• _Action item_: Among the entries below, how many lines contain the string "ground"? Only the number is wanted.

↓

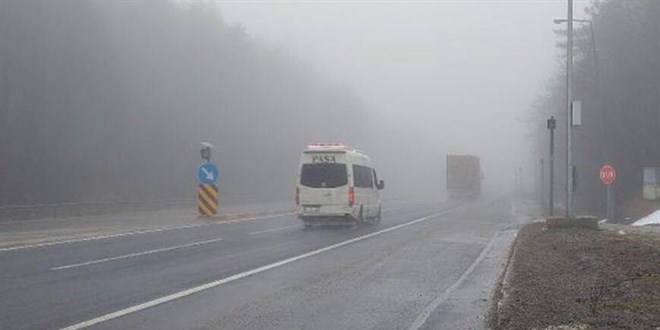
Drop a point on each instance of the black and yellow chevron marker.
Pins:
(207, 199)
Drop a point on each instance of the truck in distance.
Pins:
(463, 176)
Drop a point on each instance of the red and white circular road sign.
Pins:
(607, 174)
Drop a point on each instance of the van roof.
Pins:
(333, 148)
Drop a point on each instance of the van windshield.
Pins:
(327, 175)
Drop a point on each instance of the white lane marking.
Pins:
(225, 280)
(136, 254)
(136, 232)
(426, 313)
(272, 230)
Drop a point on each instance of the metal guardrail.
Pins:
(58, 210)
(88, 208)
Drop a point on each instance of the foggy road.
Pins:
(264, 273)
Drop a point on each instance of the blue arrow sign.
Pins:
(208, 174)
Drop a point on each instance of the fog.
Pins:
(107, 100)
(444, 77)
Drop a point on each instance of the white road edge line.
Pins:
(136, 232)
(430, 308)
(136, 254)
(272, 230)
(222, 281)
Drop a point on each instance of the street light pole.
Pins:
(569, 112)
(552, 124)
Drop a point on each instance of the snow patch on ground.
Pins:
(651, 219)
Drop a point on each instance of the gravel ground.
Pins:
(575, 278)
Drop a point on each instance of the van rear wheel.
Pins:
(360, 219)
(379, 215)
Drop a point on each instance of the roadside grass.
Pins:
(575, 278)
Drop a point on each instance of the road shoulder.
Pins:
(577, 278)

↑

• _Answer to this exercise_: 2